__What the task requires__: Put the lines of the records from the line containing "written like <point>137,242</point>." through the line containing "<point>240,50</point>" into a Markdown table with two columns, Row and Line. Number each row, skip any blank lines, and include no other lines.
◇ ◇ ◇ ◇ ◇
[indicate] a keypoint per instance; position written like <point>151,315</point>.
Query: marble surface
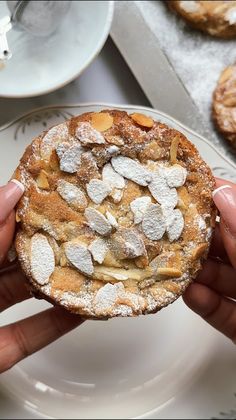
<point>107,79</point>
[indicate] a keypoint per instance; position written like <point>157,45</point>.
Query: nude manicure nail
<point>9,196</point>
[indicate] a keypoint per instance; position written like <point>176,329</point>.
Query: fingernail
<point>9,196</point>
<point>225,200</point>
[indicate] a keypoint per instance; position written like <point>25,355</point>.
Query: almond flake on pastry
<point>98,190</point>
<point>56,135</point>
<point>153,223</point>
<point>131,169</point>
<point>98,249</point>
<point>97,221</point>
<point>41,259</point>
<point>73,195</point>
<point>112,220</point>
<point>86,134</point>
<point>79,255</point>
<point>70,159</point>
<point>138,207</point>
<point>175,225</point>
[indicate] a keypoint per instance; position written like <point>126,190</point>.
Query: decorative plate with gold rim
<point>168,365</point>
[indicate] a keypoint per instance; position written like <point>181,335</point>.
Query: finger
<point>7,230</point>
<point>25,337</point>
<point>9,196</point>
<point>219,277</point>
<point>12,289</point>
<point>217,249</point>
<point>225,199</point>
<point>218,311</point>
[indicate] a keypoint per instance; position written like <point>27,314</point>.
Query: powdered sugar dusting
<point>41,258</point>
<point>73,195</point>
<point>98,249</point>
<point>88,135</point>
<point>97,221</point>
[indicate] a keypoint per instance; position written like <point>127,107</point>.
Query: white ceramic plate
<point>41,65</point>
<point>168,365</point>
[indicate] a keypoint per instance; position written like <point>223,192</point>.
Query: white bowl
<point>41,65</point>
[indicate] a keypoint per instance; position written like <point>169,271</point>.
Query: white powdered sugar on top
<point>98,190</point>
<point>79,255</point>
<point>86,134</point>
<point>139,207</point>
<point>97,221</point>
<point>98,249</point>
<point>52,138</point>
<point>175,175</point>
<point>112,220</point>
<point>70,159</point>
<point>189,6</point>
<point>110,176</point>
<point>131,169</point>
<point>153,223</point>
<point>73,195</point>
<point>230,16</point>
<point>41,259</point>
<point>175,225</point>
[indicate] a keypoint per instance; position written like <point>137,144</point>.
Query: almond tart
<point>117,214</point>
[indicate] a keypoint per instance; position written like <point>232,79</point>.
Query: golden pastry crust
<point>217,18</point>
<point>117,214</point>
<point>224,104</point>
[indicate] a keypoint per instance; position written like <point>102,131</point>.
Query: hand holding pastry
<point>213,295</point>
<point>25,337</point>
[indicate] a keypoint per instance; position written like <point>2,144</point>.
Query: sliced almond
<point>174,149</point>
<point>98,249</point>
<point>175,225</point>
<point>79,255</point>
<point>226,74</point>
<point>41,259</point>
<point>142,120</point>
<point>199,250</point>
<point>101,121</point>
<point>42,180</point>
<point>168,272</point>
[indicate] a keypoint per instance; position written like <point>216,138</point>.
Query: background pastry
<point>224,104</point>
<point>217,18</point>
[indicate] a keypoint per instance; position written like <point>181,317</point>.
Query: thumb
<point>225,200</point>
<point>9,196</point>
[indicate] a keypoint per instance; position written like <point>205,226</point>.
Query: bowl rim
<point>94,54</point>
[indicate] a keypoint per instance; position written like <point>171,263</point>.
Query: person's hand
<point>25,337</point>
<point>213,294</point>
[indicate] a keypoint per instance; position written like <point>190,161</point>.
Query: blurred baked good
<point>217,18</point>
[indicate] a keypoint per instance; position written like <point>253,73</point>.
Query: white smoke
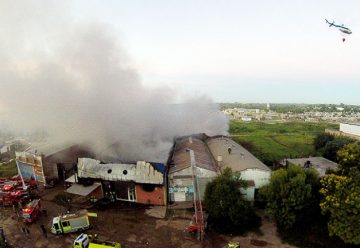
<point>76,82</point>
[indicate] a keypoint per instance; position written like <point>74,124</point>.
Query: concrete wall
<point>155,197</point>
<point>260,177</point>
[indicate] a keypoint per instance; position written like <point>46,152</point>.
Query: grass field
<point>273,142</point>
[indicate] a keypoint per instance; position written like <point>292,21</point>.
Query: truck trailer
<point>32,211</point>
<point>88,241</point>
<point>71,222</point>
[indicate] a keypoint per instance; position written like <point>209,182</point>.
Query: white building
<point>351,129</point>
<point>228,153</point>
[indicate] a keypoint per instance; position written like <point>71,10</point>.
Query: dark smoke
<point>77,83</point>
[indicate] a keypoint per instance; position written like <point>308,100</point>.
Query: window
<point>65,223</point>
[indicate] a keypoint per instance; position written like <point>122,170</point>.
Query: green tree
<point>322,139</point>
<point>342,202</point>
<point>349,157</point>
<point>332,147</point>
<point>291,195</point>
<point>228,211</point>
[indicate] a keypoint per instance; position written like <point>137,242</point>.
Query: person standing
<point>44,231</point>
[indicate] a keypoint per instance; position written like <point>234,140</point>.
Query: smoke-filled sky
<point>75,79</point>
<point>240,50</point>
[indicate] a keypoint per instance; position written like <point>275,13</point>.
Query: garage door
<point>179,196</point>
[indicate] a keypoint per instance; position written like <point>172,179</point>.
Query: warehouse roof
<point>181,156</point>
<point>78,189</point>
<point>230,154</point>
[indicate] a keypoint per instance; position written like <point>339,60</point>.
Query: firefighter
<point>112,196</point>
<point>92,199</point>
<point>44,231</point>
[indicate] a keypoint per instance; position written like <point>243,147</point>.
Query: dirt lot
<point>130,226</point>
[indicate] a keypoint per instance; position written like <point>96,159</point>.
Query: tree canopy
◇ ◇ ◇ ◇ ◇
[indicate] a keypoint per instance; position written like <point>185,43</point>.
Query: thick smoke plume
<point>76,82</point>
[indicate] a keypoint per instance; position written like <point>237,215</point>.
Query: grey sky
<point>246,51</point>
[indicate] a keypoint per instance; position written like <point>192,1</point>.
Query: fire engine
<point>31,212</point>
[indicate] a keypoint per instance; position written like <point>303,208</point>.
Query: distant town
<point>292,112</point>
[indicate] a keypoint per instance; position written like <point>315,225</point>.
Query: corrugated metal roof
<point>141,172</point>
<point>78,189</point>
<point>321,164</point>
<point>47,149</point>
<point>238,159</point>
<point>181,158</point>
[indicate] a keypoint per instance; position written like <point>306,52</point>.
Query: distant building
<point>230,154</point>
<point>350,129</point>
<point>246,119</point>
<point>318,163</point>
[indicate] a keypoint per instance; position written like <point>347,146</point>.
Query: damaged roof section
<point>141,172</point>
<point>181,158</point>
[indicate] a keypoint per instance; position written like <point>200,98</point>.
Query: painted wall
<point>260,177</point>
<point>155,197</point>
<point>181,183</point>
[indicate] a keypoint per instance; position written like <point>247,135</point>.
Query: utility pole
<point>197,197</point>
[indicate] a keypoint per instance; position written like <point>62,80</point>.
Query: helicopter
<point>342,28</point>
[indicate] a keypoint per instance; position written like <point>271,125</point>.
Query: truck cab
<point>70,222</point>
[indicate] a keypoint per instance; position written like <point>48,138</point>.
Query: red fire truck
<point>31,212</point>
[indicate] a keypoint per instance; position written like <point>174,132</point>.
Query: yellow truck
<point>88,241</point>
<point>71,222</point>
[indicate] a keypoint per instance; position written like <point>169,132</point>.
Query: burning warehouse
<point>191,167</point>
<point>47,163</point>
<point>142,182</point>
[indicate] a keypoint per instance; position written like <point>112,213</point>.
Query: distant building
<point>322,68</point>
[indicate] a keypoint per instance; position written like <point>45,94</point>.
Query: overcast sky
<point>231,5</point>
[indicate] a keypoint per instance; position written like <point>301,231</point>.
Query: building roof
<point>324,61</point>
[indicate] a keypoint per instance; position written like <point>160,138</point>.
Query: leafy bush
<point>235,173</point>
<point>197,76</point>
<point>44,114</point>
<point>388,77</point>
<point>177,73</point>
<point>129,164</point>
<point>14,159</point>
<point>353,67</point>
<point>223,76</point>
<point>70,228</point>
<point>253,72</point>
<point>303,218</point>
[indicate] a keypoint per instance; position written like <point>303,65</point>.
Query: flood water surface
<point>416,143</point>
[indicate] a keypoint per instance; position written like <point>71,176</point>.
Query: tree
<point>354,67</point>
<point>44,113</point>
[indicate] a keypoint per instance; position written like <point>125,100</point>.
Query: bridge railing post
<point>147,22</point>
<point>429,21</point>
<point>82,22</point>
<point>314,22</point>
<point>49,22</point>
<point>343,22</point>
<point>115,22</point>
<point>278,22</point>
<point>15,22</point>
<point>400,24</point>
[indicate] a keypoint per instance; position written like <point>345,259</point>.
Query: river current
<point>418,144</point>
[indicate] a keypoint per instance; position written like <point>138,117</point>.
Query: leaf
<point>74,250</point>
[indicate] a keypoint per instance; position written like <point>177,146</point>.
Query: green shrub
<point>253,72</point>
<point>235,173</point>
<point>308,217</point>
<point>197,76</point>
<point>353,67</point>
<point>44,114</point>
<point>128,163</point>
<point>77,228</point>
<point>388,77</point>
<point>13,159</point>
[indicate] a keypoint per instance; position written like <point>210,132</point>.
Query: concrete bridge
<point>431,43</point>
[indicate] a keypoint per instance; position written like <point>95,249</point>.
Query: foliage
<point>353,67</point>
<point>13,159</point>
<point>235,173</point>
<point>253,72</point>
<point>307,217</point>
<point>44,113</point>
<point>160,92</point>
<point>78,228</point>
◇ ◇ ◇ ◇ ◇
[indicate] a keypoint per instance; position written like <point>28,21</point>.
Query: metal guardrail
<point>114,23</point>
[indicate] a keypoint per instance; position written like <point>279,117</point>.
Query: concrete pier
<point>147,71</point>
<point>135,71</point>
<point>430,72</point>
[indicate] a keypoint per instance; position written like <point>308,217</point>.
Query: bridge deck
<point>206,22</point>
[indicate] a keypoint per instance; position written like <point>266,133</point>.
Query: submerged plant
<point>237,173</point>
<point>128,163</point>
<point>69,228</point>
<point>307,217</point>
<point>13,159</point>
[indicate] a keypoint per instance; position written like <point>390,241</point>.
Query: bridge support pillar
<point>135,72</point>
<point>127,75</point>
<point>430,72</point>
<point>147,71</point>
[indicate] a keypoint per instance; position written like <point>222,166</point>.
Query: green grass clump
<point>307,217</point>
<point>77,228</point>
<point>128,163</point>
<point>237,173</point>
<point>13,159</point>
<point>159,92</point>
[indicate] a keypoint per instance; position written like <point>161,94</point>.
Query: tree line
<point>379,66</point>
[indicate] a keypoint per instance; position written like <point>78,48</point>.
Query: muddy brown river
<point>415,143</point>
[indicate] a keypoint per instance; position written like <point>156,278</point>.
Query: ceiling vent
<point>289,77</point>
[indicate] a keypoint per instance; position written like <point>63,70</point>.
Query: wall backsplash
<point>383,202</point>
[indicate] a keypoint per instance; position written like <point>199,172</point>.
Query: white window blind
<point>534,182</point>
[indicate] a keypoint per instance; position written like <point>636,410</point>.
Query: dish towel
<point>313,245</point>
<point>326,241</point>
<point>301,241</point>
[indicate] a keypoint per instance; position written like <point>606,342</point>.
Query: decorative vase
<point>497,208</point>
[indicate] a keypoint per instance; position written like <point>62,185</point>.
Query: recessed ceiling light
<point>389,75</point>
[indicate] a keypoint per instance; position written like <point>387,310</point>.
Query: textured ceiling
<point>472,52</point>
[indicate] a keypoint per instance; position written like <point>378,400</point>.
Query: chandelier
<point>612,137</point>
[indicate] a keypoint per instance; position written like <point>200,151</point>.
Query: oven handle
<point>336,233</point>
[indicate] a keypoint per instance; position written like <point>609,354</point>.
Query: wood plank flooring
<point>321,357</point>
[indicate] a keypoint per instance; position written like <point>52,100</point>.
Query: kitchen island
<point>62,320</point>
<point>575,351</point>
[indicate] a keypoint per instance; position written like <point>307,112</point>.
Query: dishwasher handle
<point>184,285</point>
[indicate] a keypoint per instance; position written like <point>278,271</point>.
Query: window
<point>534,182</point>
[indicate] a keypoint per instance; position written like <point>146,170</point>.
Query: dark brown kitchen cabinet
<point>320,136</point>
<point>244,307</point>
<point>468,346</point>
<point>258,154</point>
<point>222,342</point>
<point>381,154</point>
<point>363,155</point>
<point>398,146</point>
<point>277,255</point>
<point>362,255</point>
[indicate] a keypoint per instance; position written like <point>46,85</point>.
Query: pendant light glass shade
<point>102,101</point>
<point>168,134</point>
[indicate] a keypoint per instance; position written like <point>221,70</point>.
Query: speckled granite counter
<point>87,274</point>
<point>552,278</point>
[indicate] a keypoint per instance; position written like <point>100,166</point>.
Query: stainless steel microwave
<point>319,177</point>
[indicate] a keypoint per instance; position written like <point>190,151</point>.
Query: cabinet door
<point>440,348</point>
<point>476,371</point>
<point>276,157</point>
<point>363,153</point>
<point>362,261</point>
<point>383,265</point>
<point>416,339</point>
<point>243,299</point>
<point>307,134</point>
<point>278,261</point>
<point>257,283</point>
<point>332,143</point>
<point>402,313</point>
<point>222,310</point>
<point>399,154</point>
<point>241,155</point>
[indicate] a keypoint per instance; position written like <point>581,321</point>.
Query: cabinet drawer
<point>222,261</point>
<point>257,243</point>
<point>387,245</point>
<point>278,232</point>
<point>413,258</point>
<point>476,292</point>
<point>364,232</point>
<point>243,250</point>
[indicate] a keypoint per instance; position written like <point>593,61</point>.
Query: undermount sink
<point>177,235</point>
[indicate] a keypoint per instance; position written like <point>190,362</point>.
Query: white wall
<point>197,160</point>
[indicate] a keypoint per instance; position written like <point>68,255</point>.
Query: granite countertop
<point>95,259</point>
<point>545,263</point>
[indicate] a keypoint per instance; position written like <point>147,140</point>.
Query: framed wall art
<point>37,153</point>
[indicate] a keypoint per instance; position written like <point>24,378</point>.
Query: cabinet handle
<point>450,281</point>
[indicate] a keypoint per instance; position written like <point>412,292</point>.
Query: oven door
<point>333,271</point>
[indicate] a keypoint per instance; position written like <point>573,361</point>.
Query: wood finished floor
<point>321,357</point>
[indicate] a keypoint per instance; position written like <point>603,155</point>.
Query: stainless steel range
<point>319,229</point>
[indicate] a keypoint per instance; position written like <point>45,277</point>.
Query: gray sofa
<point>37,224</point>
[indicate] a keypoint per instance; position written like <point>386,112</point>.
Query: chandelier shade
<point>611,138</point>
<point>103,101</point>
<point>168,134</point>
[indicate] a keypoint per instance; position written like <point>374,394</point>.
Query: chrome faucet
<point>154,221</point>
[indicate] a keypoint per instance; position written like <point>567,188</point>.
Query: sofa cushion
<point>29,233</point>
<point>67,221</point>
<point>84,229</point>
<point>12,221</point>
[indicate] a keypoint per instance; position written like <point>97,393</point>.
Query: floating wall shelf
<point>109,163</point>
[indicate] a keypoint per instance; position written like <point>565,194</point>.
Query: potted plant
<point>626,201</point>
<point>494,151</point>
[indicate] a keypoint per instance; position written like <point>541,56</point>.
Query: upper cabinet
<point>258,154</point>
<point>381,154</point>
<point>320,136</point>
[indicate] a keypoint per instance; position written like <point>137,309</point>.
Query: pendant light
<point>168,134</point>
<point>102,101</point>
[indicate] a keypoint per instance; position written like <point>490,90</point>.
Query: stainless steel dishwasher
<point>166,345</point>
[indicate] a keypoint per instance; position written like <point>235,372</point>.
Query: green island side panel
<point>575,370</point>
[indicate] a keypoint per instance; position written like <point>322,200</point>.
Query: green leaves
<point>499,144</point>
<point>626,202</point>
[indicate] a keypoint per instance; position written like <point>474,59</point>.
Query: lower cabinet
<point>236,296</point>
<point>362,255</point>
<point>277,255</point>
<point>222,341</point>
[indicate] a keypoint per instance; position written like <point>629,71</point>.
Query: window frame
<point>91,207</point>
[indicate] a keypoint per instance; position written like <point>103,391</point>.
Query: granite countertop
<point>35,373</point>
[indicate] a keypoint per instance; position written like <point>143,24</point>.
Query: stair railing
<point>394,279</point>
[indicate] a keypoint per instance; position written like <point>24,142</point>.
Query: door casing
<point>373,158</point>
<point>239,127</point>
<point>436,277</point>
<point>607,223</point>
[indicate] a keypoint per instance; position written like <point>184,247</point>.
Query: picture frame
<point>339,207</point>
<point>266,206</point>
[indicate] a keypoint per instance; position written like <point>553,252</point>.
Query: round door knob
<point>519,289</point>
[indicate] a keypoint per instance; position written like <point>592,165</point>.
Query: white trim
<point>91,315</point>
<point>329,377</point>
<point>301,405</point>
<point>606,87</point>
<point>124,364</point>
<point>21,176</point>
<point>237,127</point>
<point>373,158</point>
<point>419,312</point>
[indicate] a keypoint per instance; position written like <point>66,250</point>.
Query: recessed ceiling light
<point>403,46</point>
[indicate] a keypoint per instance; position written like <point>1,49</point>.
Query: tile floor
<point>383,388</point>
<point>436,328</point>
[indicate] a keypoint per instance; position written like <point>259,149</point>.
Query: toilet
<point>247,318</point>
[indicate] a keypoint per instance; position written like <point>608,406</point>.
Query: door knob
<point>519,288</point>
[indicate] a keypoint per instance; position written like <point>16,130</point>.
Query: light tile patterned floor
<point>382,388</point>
◇ ◇ ◇ ◇ ◇
__Reply to the task__:
| Row | Line |
|---|---|
| 1 | [indicate] a keypoint per instance; position written like <point>137,242</point>. |
| 2 | Query: person standing |
| 3 | <point>44,231</point> |
| 4 | [indicate] a keypoint per instance; position written like <point>234,140</point>. |
| 5 | Query: smoke-filled sky |
| 6 | <point>75,79</point> |
| 7 | <point>240,50</point> |